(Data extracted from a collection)
=== Begin Enclosure ===
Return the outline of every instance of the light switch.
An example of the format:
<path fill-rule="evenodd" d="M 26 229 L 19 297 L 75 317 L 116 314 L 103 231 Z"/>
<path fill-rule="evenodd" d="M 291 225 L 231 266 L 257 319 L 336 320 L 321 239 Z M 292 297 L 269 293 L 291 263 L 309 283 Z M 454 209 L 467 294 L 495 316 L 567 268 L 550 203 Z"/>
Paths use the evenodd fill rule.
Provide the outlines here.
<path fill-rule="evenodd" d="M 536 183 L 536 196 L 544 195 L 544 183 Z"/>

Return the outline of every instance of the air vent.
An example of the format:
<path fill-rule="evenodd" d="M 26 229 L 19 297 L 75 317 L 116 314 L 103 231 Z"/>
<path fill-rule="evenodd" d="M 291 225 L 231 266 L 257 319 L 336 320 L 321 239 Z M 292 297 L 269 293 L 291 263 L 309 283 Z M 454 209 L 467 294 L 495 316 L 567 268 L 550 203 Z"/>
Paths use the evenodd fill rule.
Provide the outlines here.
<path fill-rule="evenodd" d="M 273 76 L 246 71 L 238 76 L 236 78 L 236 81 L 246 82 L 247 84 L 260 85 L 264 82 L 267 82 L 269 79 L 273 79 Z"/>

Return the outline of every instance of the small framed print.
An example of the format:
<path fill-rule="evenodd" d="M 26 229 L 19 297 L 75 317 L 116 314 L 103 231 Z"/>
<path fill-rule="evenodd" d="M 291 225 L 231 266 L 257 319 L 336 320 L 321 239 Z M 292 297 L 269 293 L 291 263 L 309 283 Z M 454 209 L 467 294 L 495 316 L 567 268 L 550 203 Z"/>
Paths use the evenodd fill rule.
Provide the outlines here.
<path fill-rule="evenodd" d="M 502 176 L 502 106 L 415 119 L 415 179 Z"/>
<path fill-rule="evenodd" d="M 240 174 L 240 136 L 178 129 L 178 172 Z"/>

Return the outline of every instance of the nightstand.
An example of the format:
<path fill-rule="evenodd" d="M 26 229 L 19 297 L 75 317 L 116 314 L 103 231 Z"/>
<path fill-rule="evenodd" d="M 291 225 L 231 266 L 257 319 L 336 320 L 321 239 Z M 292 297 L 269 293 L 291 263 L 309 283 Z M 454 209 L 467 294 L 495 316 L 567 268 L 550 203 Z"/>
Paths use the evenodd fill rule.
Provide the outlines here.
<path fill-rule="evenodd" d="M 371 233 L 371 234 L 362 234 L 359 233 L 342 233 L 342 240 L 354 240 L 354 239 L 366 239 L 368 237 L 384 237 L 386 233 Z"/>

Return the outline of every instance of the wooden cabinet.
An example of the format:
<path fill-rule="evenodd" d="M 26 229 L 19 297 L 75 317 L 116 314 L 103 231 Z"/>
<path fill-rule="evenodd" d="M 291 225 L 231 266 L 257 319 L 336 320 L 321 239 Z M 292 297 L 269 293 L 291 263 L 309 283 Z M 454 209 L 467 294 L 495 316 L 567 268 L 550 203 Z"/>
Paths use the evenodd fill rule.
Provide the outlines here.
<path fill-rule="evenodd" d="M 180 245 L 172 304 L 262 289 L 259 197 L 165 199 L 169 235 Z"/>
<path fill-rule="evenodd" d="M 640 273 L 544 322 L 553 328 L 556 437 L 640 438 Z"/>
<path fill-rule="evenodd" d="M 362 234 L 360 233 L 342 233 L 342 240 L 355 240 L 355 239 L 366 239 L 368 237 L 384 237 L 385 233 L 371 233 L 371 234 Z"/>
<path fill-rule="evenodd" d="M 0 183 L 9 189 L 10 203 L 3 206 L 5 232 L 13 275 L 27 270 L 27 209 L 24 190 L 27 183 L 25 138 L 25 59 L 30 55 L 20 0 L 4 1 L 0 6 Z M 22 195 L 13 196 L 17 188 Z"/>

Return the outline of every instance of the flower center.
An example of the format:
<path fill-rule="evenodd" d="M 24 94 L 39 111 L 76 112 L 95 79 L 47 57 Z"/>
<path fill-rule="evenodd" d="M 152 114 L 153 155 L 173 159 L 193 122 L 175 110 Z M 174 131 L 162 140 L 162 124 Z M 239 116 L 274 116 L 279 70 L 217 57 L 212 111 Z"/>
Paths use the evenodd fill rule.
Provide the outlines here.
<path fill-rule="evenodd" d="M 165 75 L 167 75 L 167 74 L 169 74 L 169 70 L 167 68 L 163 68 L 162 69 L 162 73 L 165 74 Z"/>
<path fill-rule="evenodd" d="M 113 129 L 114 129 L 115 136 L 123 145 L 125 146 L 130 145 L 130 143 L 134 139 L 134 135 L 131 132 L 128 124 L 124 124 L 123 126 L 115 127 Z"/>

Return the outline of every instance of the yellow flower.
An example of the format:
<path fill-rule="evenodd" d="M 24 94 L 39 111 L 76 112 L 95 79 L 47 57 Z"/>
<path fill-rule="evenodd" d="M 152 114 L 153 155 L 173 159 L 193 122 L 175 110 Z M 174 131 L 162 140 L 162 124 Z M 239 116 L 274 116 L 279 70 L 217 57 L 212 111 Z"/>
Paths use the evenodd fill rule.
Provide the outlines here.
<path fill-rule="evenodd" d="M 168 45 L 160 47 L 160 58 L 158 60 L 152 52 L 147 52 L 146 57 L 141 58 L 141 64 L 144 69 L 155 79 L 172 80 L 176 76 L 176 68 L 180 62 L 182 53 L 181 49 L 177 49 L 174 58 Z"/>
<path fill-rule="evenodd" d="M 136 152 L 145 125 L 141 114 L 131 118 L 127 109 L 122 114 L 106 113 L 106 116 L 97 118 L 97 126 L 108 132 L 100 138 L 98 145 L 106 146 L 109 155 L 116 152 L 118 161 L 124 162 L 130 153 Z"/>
=== End Enclosure ===
Prompt: Every line of the data must be reproduced exactly.

Solution to this exercise:
Return the outline of every instance of the light switch.
An example of the format:
<path fill-rule="evenodd" d="M 26 229 L 19 297 L 75 317 L 116 314 L 103 231 Z"/>
<path fill-rule="evenodd" d="M 291 225 L 231 266 L 257 319 L 336 320 L 321 239 Z M 292 297 L 269 293 L 291 263 L 309 283 Z M 454 209 L 467 294 L 495 316 L 567 268 L 550 203 Z"/>
Paths use the evenodd fill rule.
Provide the outlines here.
<path fill-rule="evenodd" d="M 536 183 L 536 196 L 544 195 L 544 183 Z"/>

Return the outline of every instance of the air vent.
An example of the format:
<path fill-rule="evenodd" d="M 26 229 L 19 297 L 75 317 L 116 314 L 103 231 Z"/>
<path fill-rule="evenodd" d="M 291 225 L 231 266 L 257 319 L 336 320 L 321 239 Z M 292 297 L 269 293 L 291 263 L 309 283 Z M 454 209 L 467 294 L 495 316 L 567 268 L 550 203 Z"/>
Paths use the evenodd fill rule.
Provide the outlines here.
<path fill-rule="evenodd" d="M 273 76 L 246 71 L 238 76 L 236 78 L 236 81 L 246 82 L 247 84 L 260 85 L 264 82 L 267 82 L 269 79 L 273 79 Z"/>

Return the outline of every instance of the small framed print.
An example of the format:
<path fill-rule="evenodd" d="M 26 229 L 19 297 L 75 317 L 116 314 L 103 231 Z"/>
<path fill-rule="evenodd" d="M 291 225 L 231 266 L 257 319 L 336 320 L 321 239 Z M 292 297 L 269 293 L 291 263 L 309 283 Z M 454 209 L 467 294 L 495 316 L 567 268 L 550 203 Z"/>
Paths use the evenodd fill rule.
Provide the outlines here.
<path fill-rule="evenodd" d="M 502 176 L 502 106 L 415 119 L 415 179 Z"/>
<path fill-rule="evenodd" d="M 240 174 L 240 136 L 178 129 L 178 172 Z"/>

Return the outline of every instance of the nightstand.
An example of the format:
<path fill-rule="evenodd" d="M 26 229 L 19 297 L 75 317 L 116 314 L 103 231 Z"/>
<path fill-rule="evenodd" d="M 291 225 L 231 266 L 257 319 L 336 320 L 321 239 Z M 292 297 L 269 293 L 291 263 L 309 283 Z M 454 209 L 467 294 L 495 316 L 567 268 L 550 203 Z"/>
Paths use the evenodd fill rule.
Provide the outlines here.
<path fill-rule="evenodd" d="M 371 233 L 371 234 L 362 234 L 359 233 L 342 233 L 342 240 L 354 240 L 354 239 L 366 239 L 368 237 L 384 237 L 386 233 Z"/>

Return the outline of every instance of the wooden cabinet.
An example of the format:
<path fill-rule="evenodd" d="M 26 229 L 19 297 L 75 317 L 116 314 L 103 231 Z"/>
<path fill-rule="evenodd" d="M 291 225 L 231 266 L 257 319 L 336 320 L 321 239 Z M 292 297 L 269 293 L 291 263 L 309 283 Z M 454 209 L 467 294 L 495 316 L 567 268 L 550 203 Z"/>
Paths use the evenodd fill rule.
Provide the outlines here.
<path fill-rule="evenodd" d="M 180 245 L 172 304 L 262 289 L 259 197 L 165 199 L 169 235 Z"/>
<path fill-rule="evenodd" d="M 640 273 L 544 322 L 553 328 L 556 437 L 640 438 Z"/>
<path fill-rule="evenodd" d="M 362 234 L 360 233 L 342 233 L 342 240 L 355 240 L 355 239 L 366 239 L 368 237 L 384 237 L 385 233 L 371 233 L 371 234 Z"/>
<path fill-rule="evenodd" d="M 0 183 L 9 189 L 10 203 L 3 206 L 5 232 L 13 275 L 27 270 L 27 209 L 24 190 L 27 183 L 25 138 L 25 59 L 30 55 L 20 0 L 4 1 L 0 6 Z M 22 195 L 13 196 L 17 188 Z"/>

Return the outline of every instance of the flower center.
An example of the format:
<path fill-rule="evenodd" d="M 24 94 L 39 111 L 76 112 L 95 79 L 47 57 Z"/>
<path fill-rule="evenodd" d="M 152 114 L 153 155 L 173 159 L 193 122 L 175 110 Z M 174 131 L 162 140 L 162 124 Z M 239 116 L 274 116 L 279 70 L 217 57 L 212 111 Z"/>
Paths use the evenodd fill rule.
Provide the outlines here.
<path fill-rule="evenodd" d="M 165 75 L 167 75 L 167 74 L 169 74 L 169 70 L 167 68 L 163 68 L 162 69 L 162 73 L 165 74 Z"/>
<path fill-rule="evenodd" d="M 113 129 L 114 129 L 115 136 L 123 145 L 125 146 L 130 145 L 130 143 L 134 139 L 134 135 L 131 132 L 128 124 L 124 124 L 123 126 L 115 127 Z"/>

Return the outline of every instance of the yellow flower.
An example of the format:
<path fill-rule="evenodd" d="M 24 94 L 39 111 L 76 112 L 95 79 L 47 57 Z"/>
<path fill-rule="evenodd" d="M 152 114 L 153 155 L 173 159 L 193 122 L 175 110 Z M 174 131 L 162 140 L 162 124 Z M 239 116 L 274 116 L 279 70 L 217 57 L 212 111 Z"/>
Paths use the evenodd fill rule.
Provide the outlines here.
<path fill-rule="evenodd" d="M 168 45 L 160 47 L 160 58 L 158 60 L 152 52 L 147 52 L 146 57 L 141 58 L 141 64 L 144 69 L 155 79 L 172 80 L 176 76 L 176 68 L 180 62 L 182 53 L 181 49 L 177 49 L 174 58 Z"/>
<path fill-rule="evenodd" d="M 136 152 L 145 125 L 141 114 L 131 118 L 127 109 L 122 114 L 106 113 L 106 116 L 97 118 L 97 126 L 108 132 L 100 138 L 98 145 L 106 146 L 109 155 L 116 152 L 118 161 L 124 162 L 130 153 Z"/>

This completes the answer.